READING TEXT ->
********************
I think I probably insulted the dog / offended it by using the wrong gender pronoun.


----------



## The Gift of Fish (Mar 17, 2017)

UberLAguy said:


> What happened brother?


Couldn't go online suddenly on the app, Lyft sent a deactivation email to a different email account that is mine but which has never been associated with my Lyft account. So who knows.


----------



## The Gift of Fish (Mar 17, 2017)

Seamus said:


> From the first offer you accept the clock starts counting down. Now for entertainment value, let's hear the details on why you were deactivated. Did you go batshit crazy and pull some epic freak out on a pax?


I had considered going out in a blaze of glory with an epic meltdown / spazfest, but no, there was nothing out of the ordinary.

Lyft had been sending me emails about "unsatisfactory ride experiences" or some other bullshit, so I just set up an email filter to send them directly to the trash bin. I guess I must have let the community down somehow 🤠


----------



## AvisDeene (Jun 7, 2019)

The Gift of Fish said:


> I think I probably insulted the dog / offended it by using the wrong gender pronoun.


It’s probably more that you used the correct gender pronoun and offended them with the truth.


----------



## MarkR (Jul 26, 2015)

The Gift of Fish said:


> View attachment 598758
> 
> 
> 7 years and, apparently, 5,130 rides since I gave my first Lyft ride, I have been fired by the Pink Ones. All I can say is that I am surprised I lasted as long as I did!
> ...


just uninstall the app. I did. when you need a buck or two for gas install it again.


----------



## Paul Vincent (Jan 15, 2016)

I thought prop 22 had a review panel for a situation like this, guaranteed! Ask for your review as per prop 22. Deadmiler69 seemed to be an expert on this provision, you might be able to find him at a psychiatric unit or look for the Prius with the tent on top.


----------



## The Gift of Fish (Mar 17, 2017)
********************
RECORD LIST ->
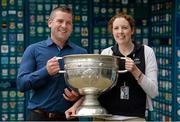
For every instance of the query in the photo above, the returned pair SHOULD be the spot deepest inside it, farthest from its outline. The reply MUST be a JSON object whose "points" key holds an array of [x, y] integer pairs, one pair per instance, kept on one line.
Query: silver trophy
{"points": [[90, 75]]}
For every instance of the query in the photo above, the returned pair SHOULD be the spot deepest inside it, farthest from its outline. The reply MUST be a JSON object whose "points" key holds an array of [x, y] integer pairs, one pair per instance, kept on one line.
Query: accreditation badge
{"points": [[124, 92]]}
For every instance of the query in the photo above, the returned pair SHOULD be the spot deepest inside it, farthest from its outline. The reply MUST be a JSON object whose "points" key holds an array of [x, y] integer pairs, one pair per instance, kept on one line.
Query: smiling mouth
{"points": [[63, 30]]}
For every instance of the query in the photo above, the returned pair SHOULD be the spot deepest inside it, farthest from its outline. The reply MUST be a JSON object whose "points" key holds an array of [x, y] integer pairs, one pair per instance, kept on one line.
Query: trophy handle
{"points": [[122, 71], [60, 58]]}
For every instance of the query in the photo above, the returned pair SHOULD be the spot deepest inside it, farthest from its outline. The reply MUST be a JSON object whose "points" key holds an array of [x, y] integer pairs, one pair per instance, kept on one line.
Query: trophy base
{"points": [[91, 111]]}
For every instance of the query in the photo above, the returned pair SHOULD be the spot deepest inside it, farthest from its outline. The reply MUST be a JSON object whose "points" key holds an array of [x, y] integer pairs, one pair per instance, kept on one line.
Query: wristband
{"points": [[139, 76]]}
********************
SHORT PROBLEM 1 ->
Translate this sentence from the Lyft deactivation thread into Spanish: "All I can say is that I am surprised I lasted as long as I did!"
SHORT PROBLEM 2 ->
Retype the part of the Lyft deactivation thread from "Lyft had been" to "(Jun 7, 2019)".

FINAL ANSWER 1 ->
¡Lo único que puedo decir es que me sorprende haber durado tanto como duré!

FINAL ANSWER 2 ->
Lyft had been sending me emails about "unsatisfactory ride experiences" or some other bullshit, so I just set up an email filter to send them directly to the trash bin. I guess I must have let the community down somehow 🤠


----------



## AvisDeene (Jun 7, 2019)